Contour annotation records
-- Begin --

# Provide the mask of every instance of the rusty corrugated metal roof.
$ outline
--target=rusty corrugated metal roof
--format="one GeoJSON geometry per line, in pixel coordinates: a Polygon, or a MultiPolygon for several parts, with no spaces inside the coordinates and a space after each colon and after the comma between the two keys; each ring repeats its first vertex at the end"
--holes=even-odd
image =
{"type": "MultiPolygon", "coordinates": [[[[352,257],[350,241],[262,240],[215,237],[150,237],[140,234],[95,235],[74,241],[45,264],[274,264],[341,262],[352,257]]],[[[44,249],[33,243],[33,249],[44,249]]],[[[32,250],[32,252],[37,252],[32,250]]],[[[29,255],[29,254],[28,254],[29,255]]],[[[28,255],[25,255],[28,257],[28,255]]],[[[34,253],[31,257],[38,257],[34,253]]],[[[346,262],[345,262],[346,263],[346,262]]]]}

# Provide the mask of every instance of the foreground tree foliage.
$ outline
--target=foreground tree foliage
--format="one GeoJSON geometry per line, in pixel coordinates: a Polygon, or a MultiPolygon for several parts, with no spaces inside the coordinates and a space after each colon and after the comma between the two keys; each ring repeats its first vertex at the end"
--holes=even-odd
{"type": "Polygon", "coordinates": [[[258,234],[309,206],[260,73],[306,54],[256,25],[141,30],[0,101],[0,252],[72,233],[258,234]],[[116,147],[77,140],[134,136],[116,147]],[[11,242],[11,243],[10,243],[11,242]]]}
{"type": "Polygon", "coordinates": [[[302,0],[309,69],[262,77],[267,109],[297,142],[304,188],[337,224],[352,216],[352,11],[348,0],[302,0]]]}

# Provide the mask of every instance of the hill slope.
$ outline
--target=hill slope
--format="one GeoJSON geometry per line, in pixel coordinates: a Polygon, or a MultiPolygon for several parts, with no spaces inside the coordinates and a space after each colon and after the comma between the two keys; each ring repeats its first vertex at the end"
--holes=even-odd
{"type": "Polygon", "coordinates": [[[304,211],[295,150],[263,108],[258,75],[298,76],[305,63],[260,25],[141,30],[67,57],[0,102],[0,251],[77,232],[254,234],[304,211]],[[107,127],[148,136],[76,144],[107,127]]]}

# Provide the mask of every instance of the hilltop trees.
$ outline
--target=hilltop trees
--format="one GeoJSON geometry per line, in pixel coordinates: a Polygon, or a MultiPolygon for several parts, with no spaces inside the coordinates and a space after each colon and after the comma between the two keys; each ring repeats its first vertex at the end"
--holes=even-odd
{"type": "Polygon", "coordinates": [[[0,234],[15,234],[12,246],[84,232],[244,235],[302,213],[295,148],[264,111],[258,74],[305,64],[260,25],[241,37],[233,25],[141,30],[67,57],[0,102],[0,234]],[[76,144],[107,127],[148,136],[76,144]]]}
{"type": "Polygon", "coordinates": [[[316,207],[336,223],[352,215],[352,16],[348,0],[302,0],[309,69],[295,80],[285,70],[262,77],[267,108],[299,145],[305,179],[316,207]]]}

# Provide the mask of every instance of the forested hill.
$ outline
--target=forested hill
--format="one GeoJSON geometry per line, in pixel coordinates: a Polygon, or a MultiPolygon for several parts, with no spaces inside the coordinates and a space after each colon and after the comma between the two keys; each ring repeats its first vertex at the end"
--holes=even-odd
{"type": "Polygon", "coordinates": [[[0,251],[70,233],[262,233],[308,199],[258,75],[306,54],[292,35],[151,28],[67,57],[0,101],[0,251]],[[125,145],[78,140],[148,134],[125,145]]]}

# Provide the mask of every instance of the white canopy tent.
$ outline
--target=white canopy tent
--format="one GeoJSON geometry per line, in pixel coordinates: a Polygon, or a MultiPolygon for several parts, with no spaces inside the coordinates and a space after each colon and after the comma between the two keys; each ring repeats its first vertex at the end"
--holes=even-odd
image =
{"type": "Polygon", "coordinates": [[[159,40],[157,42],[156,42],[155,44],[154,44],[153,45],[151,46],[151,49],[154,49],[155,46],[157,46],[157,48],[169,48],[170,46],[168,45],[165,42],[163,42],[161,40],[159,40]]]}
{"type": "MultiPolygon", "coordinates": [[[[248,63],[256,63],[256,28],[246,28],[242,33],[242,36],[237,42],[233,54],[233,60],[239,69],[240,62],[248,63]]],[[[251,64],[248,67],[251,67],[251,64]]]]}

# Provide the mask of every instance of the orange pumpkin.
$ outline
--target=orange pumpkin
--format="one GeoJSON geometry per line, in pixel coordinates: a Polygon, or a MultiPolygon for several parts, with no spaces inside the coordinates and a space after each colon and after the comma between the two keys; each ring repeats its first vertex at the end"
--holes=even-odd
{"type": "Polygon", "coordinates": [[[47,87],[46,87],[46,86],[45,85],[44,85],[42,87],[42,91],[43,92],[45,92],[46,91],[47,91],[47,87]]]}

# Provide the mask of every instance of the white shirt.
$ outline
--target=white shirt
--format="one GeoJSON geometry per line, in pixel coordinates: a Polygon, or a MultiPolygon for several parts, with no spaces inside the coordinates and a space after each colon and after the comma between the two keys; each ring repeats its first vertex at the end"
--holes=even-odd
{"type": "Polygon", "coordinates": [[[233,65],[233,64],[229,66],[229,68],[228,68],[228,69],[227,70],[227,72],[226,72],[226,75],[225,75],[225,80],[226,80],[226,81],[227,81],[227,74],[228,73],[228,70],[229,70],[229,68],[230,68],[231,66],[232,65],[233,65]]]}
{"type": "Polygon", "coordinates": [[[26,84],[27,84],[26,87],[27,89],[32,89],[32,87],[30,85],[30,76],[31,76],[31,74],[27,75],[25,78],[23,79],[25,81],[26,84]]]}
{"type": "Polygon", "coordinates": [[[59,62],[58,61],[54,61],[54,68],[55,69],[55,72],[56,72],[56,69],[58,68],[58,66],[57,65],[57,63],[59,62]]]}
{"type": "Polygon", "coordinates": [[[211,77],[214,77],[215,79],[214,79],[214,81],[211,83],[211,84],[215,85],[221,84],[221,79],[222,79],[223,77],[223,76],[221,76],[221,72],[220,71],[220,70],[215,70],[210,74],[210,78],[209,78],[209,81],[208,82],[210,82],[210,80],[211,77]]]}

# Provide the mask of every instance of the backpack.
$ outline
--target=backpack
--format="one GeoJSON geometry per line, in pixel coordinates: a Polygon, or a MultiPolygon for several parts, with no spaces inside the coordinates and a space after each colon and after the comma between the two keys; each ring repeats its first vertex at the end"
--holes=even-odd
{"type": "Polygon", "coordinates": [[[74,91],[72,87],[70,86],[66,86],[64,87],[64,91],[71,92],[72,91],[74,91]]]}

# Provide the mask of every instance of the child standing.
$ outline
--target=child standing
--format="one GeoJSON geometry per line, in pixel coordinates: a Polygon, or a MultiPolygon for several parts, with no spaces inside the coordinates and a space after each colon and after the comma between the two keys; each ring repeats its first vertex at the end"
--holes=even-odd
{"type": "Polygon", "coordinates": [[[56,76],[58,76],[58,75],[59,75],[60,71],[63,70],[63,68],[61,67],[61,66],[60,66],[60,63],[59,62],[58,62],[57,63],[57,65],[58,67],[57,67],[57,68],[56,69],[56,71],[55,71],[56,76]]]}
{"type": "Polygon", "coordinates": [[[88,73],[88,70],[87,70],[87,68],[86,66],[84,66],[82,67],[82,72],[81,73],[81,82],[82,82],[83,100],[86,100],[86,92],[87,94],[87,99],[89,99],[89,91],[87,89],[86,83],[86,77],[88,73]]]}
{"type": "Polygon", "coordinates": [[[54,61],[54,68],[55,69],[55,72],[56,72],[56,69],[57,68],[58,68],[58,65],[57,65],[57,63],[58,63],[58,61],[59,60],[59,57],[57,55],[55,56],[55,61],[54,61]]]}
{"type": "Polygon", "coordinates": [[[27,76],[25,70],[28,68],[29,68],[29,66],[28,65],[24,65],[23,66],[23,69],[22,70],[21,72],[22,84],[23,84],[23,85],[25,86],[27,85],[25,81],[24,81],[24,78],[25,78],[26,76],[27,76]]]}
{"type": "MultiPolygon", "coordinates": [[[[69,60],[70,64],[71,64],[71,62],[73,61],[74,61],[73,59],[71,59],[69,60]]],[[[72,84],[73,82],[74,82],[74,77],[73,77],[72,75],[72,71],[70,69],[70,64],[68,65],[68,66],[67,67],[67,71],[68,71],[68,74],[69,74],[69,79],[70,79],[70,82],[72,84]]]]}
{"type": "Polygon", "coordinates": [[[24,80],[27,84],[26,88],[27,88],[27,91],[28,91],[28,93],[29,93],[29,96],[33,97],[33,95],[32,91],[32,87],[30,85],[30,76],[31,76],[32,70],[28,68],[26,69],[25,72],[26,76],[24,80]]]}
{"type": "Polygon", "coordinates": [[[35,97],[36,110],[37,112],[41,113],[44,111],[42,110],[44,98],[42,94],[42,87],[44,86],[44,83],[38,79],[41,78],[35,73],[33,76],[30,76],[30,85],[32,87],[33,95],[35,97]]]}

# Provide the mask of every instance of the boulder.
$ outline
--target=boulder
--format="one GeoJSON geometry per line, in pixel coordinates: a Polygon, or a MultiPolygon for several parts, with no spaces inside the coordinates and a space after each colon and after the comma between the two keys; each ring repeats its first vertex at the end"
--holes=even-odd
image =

-- End --

Update the lines from the one holding "# Provide the mask of every instance of the white shirt." through the one holding "--target=white shirt", inclusive, replacing "white shirt" with "white t-shirt" and leaving everything else in those lines unchanged.

**Solution to the problem:**
# Provide the mask of every instance of the white t-shirt.
$ outline
--target=white t-shirt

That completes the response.